TO BE DONE:
• a. Translate this sentence from the decision table compiler excerpt into Spanish: "Domain experts maintain the spreadsheet."
• b. Carry on the decision table compiler excerpt from its last line, following the pipeline it lays out.

━━ SELECTED EXCERPT ━━

The problem: Decision logic in code is fragile. A small requirements change can require reorganizing deeply nested if/else statements. Hand-optimization is error-prone and hard to review.

The solution: Express requirements as a decision table. The compiler automatically:

  • Finds the optimal evaluation order
  • Eliminates duplicate code paths
  • Minimizes decision depth
  • Generates consistent, reviewable output

Domain experts maintain the spreadsheet. Programmers integrate the generated code. Requirements stay traceable.

Real-World Origin

An early version of this program was developed in 1993 for avionics and embedded systems where:

  • Requirements change frequently but must remain traceable
  • Domain experts (not programmers) maintain the logic
  • Memory and execution time are constrained
  • Safety standards require deterministic behavior

The included power.dtc is an early version of an actual twin-engine aircraft power determination decision table.

How It Works

Decision Table (.dtc)  →  Pseudocode (.psu)  →  Target Language (.h, .c, etc.)
     CSV Format              Optimized DAG         Language-specific code
  1. Input: CSV formatted decision tables
  2. Compilation: dtc builds an optimized decision directed acyclic graph (DAG)

━━━
━━ SOURCE MATERIAL ━━

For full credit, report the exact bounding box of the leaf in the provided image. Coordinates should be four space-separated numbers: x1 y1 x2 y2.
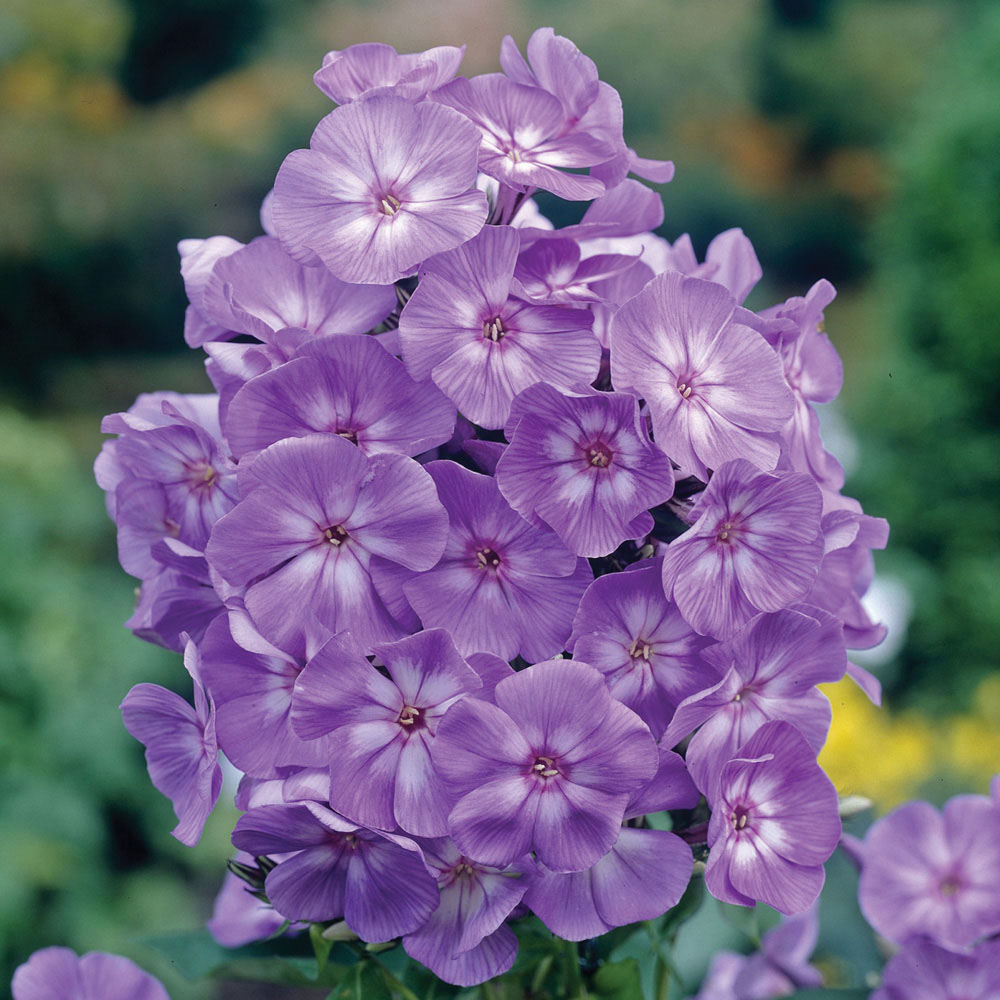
327 959 392 1000
592 958 642 1000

━━━

WRITTEN RESPONSES:
• a. Los expertos en el dominio mantienen la hoja de cálculo.

• b.
  3. Output: CSV formatted pseudocode with metadata documenting all names' values, indicating which are independent (input) and dependent (output)
  4. Translation: Language-specific tools (e.g., C.awk) generate final code

Input Format

Disjunctive normal form CSV format using a prefix character, '@', to indicate a decision (sub)table:

@resultName,dependentName1,dependentName2,...
resultValue1,dependentName1Value1,dependentName2Value1,...
resultValue2,dependentName1Value2,dependentName2Value2,...
...

Critical Constraints

Names' values must be mutually exclusive and exhaustive:

  • Mutually exclusive: Each value represents a distinct state (e.g., a signal cannot be both "green" and "red")
  • Exhaustive: The values must cover all possible states of the name (e.g., "green", "red", "yellow" covers all traffic light states)

Example (traffic light decision as input to two other tables):

# Proceed when the light is green and don't when the light is red.
@proceed,signal
yes,green
no,red

# When the light is yellow, don't proceed when a stop can be done safely, otherwise proceed.
@proceed,signal,canStop
yes,yellow,no
no,yellow,yes

# Apply brake if not proceeding, otherwise don't.
@brake,proceed
yes,no
no,yes

# Apply accelerator when proceed is decided and the light is judged to be close to changing, otherwise don't.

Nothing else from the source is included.